▶ [Instruction A]
In the mailing list post on time syncing, which two companies are named as makers of small CDMA time receivers?
▶ [Instruction B]
Write what comes next in the mailing list post on time syncing, picking up after its final sentence.

▶ [Excerpted passage]
......

[time-nuts] Time syncing question

Dave Andersen dga+ at cs.cmu.edu
Thu Aug 31 11:29:49 UTC 2006


1)  They actually only need to be correct to within 10us, according to
the spec.

2)  Companies like endrun (www.endruntechnologies.com) make cute ($$$-y,
though) and symmetricom make little CDMA time receivers that will get
you ~10us accuracy indoors.  Nice toys to have in your arsenal if you
maintain time in machine rooms and don't like drilling through the ceiling.

  -Dave

Daun Yeagley wrote:
> Good explanation!
> 
> Daun
> N8ASB 
> 
> -----Original Message-----
> From: time-nuts-bounces at febo.com [mailto:time-nuts-bounces at febo.com] On Behalf
> Of David I. Emery
> Sent: Thursday, August 31, 2006 12:01 AM
> To: Discussion of precise time and frequency measurement
> Subject: Re: [time-nuts] Time syncing question
> 
> On Wed, Aug 30, 2006 at 07:53:19PM -0500, Didier Juges wrote:
>> I have observed that some cell phones set their clock when you power 
>> them up, and others set it at regular time. Some automatically change 
>> time zone as you travel and some don't, maybe due to the same process.

......

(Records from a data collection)
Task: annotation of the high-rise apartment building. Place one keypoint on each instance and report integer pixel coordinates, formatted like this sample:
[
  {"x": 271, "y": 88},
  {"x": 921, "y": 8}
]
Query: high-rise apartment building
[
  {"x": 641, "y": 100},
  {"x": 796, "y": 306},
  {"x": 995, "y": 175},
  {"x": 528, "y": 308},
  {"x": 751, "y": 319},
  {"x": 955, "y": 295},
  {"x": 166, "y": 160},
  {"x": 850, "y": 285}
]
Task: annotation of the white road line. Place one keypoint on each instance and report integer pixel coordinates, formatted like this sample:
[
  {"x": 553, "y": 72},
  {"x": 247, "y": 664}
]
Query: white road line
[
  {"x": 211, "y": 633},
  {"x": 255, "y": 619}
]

......

▶ [Task output A]
EndRun Technologies and Symmetricom.

▶ [Task output B]
>>
>> Didier KO4BB
> 
> 	I assume most members of this august group know that all CDMA cellphones
> MUST know the correct time to within about 1 us or so in order to correctly
> spread and despread the forward and reverse channel signals.
> 
> 	There are mechanisms (pilot signals) built into the signaling format
> that allow a CDMA cellphone with cheap TCXO time base to acquire the necessary
> frequency and then time lock when it is first turned on or first sees a signal.
> 
> 	But a CDMA cellphone locked up on a base-station (its normal
> state) should know the CDMA system time with microsecond accuracy and also be
> able to correct its TCXO time base and lock it to the system reference so it too
> should be very accurate.
> 
> 	And essentially ALL CDMA systems lock system time and frequency to
> GPSDOs at the cell sites (easiest way of keeping a whole network of them locked
> together so handoffs work) and keep system time set to UTC.
> 
> 	So the only thing preventing the clock on a CDMA cellphone from being
> essentially arbitrarily accurate is laziness or sloppiness in the GUI firmware
> that handles the visible clock display - in engine room in the bowels of the
> phone there is VERY accurate time of day.
> 
>> Glenn wrote:
>>> _Most_ cell phones set their time to "network time." Usually within 
>>> one second. Although I have seen cell phones set themselves and be 
>>> off by nearly a minute.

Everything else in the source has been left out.